▶ [Description of the task] From the listing that follows, count the lines including "skyscraper" and give the number alone.

▶ [Source data]

-- Opening Marker --

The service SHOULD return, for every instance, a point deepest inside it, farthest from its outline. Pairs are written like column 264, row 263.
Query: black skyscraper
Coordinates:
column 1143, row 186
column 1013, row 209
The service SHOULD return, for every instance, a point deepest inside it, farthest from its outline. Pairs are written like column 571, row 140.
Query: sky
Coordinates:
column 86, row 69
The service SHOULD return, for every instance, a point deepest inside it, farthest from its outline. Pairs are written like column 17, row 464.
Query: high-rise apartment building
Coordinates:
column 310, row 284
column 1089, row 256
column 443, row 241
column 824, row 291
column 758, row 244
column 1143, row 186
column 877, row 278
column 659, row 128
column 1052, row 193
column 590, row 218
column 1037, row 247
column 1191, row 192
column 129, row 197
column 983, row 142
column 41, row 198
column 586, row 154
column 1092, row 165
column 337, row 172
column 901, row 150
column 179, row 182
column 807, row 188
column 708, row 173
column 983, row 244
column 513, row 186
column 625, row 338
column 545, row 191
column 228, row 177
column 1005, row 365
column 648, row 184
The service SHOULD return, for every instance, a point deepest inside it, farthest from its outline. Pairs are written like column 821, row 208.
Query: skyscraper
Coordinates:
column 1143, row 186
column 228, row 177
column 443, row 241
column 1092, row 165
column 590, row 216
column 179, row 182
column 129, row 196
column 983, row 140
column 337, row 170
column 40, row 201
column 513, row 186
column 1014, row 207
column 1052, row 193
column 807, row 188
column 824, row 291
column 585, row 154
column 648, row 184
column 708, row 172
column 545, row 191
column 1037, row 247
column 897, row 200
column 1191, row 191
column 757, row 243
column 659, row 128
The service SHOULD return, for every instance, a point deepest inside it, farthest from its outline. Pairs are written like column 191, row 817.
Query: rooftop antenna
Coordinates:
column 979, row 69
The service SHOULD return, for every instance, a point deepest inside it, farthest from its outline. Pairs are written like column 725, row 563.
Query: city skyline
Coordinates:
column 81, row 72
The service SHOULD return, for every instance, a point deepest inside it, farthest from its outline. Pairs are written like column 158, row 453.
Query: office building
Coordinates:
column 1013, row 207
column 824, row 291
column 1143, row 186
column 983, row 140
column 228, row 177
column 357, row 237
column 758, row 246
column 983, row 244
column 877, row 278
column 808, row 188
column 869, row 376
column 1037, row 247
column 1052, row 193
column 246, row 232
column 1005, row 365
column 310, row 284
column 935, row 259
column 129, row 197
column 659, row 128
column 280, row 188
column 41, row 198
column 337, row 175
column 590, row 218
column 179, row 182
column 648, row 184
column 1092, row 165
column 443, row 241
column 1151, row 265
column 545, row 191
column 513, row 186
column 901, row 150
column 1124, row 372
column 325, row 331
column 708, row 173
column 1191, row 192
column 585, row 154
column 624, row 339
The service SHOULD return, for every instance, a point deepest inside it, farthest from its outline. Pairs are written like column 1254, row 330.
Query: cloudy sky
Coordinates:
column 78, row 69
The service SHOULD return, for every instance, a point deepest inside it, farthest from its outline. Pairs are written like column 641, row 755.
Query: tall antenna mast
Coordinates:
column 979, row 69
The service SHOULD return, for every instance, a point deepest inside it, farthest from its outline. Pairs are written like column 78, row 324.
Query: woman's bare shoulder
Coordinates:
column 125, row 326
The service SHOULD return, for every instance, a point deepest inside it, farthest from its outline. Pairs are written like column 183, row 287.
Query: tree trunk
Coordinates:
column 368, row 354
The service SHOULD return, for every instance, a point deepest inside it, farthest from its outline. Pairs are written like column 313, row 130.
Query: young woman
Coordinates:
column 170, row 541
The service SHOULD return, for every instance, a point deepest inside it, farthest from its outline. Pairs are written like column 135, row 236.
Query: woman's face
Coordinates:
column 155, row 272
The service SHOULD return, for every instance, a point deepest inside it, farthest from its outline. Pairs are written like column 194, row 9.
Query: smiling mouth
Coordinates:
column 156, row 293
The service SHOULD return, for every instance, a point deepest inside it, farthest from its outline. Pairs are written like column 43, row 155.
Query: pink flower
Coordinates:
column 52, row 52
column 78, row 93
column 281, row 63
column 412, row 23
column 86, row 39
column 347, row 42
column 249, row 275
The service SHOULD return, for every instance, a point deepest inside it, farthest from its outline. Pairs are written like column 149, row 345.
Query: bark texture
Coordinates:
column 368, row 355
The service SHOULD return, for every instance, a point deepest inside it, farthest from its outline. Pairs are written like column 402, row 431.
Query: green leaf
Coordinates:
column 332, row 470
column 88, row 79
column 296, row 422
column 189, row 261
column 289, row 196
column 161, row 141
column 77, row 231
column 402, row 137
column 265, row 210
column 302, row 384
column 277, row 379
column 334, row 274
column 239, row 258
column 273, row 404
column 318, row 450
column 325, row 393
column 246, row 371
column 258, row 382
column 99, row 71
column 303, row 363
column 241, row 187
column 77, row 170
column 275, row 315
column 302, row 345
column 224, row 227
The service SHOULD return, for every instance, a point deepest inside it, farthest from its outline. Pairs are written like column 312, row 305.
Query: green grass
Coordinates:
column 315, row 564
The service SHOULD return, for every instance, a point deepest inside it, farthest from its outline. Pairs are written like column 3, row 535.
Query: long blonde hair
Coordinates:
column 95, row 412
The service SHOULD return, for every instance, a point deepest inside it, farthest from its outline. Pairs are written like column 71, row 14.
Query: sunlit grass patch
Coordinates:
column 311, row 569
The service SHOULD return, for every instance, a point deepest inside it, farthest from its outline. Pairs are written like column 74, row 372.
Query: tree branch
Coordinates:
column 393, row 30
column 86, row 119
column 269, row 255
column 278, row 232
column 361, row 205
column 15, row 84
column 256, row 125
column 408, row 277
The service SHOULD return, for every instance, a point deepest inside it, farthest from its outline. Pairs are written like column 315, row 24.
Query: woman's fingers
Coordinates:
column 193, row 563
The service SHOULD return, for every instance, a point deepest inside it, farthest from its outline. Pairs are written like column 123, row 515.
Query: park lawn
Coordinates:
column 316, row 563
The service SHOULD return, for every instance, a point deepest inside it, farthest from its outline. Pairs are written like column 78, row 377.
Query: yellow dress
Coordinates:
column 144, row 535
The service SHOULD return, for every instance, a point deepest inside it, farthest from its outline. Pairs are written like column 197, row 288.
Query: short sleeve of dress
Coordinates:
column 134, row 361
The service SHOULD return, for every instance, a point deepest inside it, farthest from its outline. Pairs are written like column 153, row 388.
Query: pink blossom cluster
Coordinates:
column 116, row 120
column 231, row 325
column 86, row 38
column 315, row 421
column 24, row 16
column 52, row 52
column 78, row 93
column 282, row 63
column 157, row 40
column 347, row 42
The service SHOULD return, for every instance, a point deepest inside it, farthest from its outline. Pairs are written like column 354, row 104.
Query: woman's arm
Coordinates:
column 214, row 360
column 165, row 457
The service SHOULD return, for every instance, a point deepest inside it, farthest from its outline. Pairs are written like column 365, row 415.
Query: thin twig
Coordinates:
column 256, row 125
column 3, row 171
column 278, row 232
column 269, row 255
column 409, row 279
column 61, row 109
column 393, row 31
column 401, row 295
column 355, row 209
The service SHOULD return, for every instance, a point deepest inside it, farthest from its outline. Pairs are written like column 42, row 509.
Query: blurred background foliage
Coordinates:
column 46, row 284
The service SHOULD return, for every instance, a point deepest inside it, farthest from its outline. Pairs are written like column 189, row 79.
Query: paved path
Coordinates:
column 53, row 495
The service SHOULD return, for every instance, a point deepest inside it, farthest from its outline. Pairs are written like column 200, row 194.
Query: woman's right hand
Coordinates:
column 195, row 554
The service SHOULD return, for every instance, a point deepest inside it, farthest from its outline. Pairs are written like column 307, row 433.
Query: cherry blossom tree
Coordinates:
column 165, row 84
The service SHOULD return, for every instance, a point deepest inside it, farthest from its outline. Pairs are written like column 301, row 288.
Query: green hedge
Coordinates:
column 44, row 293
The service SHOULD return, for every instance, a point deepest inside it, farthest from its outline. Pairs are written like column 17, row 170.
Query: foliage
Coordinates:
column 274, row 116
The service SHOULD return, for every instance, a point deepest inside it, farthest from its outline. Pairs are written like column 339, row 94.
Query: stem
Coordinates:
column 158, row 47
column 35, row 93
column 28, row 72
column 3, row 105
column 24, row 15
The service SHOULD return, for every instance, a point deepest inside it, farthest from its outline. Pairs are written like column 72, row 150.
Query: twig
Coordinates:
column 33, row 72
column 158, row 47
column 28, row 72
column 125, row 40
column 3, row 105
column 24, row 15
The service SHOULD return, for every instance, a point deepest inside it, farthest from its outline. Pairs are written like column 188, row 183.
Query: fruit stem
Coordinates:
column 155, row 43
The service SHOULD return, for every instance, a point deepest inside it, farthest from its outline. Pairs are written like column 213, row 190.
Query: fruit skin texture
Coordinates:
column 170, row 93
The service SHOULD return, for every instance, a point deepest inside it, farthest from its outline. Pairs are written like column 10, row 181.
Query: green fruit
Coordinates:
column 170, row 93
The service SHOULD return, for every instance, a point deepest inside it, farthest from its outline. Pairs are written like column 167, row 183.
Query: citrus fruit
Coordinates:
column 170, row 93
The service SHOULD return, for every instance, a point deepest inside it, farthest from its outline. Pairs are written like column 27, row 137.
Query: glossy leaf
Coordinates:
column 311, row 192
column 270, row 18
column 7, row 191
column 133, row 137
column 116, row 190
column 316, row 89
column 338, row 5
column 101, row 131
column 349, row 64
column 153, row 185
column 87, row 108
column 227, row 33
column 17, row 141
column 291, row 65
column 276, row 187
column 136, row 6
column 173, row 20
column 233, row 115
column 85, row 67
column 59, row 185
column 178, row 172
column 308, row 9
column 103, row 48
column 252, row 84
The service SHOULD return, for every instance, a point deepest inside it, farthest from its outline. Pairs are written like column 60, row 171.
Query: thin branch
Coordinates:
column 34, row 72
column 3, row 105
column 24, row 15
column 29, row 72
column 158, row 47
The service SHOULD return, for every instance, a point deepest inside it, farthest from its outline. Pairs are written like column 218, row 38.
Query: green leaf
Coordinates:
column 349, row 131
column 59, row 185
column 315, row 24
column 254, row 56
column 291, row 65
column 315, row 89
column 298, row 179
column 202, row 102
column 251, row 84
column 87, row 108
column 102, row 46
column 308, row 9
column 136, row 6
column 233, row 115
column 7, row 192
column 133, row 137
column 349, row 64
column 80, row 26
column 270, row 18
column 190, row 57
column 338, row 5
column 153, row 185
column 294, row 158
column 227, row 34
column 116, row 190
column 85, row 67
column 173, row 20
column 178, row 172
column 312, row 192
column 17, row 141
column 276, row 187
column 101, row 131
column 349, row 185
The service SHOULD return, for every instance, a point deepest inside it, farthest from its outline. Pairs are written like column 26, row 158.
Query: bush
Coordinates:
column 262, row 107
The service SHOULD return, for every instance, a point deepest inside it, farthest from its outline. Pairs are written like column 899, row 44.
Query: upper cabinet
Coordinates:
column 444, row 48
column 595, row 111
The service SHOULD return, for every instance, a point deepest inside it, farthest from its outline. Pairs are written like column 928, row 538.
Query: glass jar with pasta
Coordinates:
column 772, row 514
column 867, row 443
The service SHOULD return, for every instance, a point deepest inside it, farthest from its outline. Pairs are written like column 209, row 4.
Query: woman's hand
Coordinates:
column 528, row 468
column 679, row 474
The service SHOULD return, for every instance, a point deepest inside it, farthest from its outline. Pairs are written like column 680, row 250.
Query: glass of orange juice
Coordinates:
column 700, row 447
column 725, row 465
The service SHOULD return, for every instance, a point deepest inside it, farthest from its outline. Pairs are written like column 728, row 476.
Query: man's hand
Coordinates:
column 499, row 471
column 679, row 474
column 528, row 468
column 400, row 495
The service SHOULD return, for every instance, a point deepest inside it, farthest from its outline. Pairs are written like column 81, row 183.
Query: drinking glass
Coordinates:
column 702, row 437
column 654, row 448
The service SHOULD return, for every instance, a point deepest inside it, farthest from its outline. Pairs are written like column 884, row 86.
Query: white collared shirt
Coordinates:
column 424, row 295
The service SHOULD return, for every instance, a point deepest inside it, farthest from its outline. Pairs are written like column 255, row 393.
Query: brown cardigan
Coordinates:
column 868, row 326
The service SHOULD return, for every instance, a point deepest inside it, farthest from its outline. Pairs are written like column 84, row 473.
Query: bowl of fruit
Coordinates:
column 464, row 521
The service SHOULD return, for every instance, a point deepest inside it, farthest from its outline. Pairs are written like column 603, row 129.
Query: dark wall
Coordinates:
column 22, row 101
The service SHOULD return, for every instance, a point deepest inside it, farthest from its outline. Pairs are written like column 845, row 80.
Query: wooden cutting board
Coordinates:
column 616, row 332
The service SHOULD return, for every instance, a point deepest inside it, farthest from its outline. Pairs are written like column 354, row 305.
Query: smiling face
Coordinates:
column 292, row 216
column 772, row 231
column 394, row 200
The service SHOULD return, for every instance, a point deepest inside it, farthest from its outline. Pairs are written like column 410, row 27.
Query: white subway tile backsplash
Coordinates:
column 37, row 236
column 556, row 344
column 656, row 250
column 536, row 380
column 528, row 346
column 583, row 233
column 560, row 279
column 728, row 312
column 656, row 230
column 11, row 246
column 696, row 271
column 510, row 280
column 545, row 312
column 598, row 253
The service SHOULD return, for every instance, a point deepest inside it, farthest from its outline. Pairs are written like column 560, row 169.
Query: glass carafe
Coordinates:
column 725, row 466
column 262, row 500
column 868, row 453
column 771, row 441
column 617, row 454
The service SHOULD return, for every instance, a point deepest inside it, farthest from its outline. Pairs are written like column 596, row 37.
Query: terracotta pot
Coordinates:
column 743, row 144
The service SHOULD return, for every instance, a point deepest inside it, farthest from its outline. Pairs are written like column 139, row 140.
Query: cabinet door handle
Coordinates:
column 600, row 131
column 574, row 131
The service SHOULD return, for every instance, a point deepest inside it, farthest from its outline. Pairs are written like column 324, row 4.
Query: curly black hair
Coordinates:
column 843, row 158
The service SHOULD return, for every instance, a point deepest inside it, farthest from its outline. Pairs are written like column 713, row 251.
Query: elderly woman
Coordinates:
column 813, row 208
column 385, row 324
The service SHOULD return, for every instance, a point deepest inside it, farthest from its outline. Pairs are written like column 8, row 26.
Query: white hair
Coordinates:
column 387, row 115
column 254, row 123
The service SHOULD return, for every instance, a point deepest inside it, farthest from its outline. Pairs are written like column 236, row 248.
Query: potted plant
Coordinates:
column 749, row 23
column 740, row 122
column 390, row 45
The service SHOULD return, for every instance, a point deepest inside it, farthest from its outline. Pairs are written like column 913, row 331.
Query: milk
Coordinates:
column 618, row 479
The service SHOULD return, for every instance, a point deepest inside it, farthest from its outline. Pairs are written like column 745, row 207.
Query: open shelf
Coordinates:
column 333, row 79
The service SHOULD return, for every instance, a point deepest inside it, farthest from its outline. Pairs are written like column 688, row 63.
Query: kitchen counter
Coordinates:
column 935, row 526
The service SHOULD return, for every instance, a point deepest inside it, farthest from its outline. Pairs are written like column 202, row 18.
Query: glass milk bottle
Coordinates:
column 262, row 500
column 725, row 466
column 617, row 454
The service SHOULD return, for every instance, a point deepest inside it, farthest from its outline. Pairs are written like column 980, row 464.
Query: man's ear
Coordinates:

-- Closing Marker --

▶ [Answer section] 2